**Objective:**
Pull out every one of the rows below and reproduce them line for line, with nothing changed.

>> START Input records

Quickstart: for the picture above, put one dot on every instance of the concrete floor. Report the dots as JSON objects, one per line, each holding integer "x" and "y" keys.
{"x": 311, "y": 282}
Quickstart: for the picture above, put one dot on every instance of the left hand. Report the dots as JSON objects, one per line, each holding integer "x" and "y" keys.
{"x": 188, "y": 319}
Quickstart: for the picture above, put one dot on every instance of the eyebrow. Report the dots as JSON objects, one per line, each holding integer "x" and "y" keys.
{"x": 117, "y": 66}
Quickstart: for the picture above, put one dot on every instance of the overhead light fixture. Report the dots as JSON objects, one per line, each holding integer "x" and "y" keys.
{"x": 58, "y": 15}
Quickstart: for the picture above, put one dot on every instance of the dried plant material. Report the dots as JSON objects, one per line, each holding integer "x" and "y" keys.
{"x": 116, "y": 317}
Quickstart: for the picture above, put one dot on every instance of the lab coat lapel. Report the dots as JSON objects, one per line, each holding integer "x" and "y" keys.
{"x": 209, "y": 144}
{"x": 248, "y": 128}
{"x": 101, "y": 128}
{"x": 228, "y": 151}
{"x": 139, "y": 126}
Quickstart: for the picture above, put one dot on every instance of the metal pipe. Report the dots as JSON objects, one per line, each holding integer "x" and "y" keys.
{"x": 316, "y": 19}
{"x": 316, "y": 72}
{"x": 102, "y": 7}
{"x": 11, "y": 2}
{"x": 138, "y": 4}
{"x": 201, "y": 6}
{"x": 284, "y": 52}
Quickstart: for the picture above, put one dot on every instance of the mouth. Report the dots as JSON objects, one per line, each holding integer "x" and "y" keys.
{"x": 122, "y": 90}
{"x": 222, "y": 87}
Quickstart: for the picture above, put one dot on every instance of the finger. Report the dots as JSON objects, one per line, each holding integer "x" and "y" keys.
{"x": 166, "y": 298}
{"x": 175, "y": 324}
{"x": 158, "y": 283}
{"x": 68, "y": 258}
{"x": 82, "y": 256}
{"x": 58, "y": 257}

>> END Input records

**The response:**
Quickstart: for the picture above, put one dot on every instance of the concrete floor. Report the dots as JSON objects, one per line, each holding integer "x" and "y" keys.
{"x": 311, "y": 282}
Quickstart: for the picture above, put one dot on every instance of the left hand. Report the dots as JSON objects, one per line, each holding integer "x" and "y" keys.
{"x": 188, "y": 319}
Quickstart: for the picture above, put one dot on every instance of the eyebrow. Report the dots as JSON objects, one per line, each holding integer "x" and "y" keys.
{"x": 117, "y": 66}
Quickstart: for the picture above, put one dot on every instance of the overhead light fixture. Report the dots as JSON objects, one per line, each holding integer "x" and "y" keys.
{"x": 58, "y": 15}
Quickstart: for the picture above, put one dot on every instance of the dried plant material. Report the dots as JSON objects, one per line, each holding integer "x" and "y" keys.
{"x": 116, "y": 317}
Quickstart: for the picture above, put one dot on every instance of the lab coat lapel. Report the dots as JSON objects, one per line, each holding integer "x" and "y" keys.
{"x": 209, "y": 144}
{"x": 248, "y": 128}
{"x": 101, "y": 128}
{"x": 228, "y": 151}
{"x": 139, "y": 126}
Quickstart: for the picture above, put one dot on every instance of the metal pipe. Report the dots as JSON objects, one per line, each holding integer "x" and "y" keys.
{"x": 316, "y": 19}
{"x": 316, "y": 72}
{"x": 102, "y": 7}
{"x": 11, "y": 2}
{"x": 138, "y": 4}
{"x": 201, "y": 6}
{"x": 284, "y": 52}
Quickstart: for the picture above, put one dot on every instance of the mouth. Report the dots as JSON objects, one per line, each holding integer "x" and "y" keys.
{"x": 122, "y": 90}
{"x": 222, "y": 87}
Quickstart: for the picture above, put one dot on every instance of the finger. Report the dots as JSON objects, one per line, each holding integer "x" and "y" keys.
{"x": 166, "y": 298}
{"x": 175, "y": 324}
{"x": 158, "y": 283}
{"x": 68, "y": 258}
{"x": 82, "y": 256}
{"x": 58, "y": 257}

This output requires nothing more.